| Quoted text |
Messi has already retired once from the national team after losing the 2016 Copa América Centenario on penalties, but it was short-lived. That announcement was difficult to believe given the emotion and heartbreak of losing another final. But Saturday’s comments had a different ring to it, mostly because we can now begin to picture a stadium without him on the field. After all, we have already had to confront seeing him without the Barcelona stripes that seemed tattooed to his figure.
When addressing his future Monday, Ronaldo gave a more blunt version of the same response, as if he could defy age by out-hustling it with his hallmark work ethic: “If I feel like playing, I will keep playing. If I don’t, I won’t.”
If there’s anyone who could substantially contribute to a World Cup at 41 years old (Ronaldo’s age at the 2026 World Cup), Ronaldo is as likely a figure given his famous work ethic and fitness level. He only needs to look at Zlatan Ibrahimović as an example. The AC Milan forward nearly helped Sweden book its ticket to Qatar at the age of 40 before the country’s loss to Poland in Tuesday’s playoff final.
But it was also Ibrahimović who gave the most nuanced answer of the stars when asked about his future, and one can imagine it applies to both Messi and Ronaldo.
“I don’t want to regret stopping football and then saying that I could continue to play football because then I’d regret it for the rest of my life, seeing that I could have continued,” Ibrahimović told UEFA.com. “I want to play as long as I can. The reality is I’ll play until I see that someone is better than me, so I’m still playing.”

| Dataset rows |
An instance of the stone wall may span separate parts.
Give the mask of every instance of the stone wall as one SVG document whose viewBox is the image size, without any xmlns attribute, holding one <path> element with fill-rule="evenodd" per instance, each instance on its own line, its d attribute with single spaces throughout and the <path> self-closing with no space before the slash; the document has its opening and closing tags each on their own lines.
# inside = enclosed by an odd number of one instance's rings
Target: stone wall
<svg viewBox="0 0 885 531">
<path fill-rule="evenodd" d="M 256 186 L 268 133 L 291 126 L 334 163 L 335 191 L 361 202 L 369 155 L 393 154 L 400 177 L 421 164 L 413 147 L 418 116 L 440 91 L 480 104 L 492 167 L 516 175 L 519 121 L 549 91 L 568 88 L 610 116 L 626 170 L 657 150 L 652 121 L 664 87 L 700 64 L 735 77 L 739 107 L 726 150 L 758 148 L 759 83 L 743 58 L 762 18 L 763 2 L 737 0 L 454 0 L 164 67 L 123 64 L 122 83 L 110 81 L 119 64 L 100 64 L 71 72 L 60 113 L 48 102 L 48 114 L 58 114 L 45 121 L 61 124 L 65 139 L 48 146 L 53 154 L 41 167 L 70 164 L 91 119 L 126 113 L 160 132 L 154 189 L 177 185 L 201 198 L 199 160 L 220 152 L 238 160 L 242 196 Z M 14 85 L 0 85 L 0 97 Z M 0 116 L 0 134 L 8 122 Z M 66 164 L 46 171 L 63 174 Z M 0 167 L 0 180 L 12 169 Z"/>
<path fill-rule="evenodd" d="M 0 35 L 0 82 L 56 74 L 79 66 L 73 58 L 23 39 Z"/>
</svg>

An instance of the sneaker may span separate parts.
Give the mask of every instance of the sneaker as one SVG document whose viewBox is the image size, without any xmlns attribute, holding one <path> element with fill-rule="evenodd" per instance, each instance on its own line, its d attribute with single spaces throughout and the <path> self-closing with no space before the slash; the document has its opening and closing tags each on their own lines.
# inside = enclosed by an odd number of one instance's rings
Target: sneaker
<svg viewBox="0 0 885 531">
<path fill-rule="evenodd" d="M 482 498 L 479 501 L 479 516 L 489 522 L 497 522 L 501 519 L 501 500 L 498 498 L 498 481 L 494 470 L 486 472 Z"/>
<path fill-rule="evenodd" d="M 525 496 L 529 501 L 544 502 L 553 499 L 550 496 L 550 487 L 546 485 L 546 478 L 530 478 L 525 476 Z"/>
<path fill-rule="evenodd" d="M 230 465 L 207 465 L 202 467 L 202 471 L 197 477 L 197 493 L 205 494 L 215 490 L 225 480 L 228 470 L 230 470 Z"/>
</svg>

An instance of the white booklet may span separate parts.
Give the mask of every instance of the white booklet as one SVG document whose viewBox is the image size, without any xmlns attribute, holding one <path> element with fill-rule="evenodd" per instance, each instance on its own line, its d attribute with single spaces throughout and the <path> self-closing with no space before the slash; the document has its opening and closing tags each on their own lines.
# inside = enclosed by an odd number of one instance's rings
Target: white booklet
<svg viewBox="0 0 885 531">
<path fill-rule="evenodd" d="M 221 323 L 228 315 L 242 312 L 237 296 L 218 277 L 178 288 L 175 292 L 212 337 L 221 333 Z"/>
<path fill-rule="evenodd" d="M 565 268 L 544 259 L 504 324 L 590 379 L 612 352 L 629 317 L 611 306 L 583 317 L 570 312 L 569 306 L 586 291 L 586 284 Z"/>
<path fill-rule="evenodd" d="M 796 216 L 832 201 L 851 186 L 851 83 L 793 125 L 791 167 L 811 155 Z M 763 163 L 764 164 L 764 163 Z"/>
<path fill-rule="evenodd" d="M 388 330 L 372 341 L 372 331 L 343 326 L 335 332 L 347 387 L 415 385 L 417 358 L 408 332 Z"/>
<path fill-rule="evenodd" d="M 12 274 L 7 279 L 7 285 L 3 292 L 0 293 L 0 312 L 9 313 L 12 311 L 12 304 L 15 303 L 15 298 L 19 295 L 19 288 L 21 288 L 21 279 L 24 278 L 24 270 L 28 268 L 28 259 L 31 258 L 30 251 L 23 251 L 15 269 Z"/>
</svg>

| Written request |
In the soccer text above, which country beat Sweden in the playoff final?

| Task solution |
Poland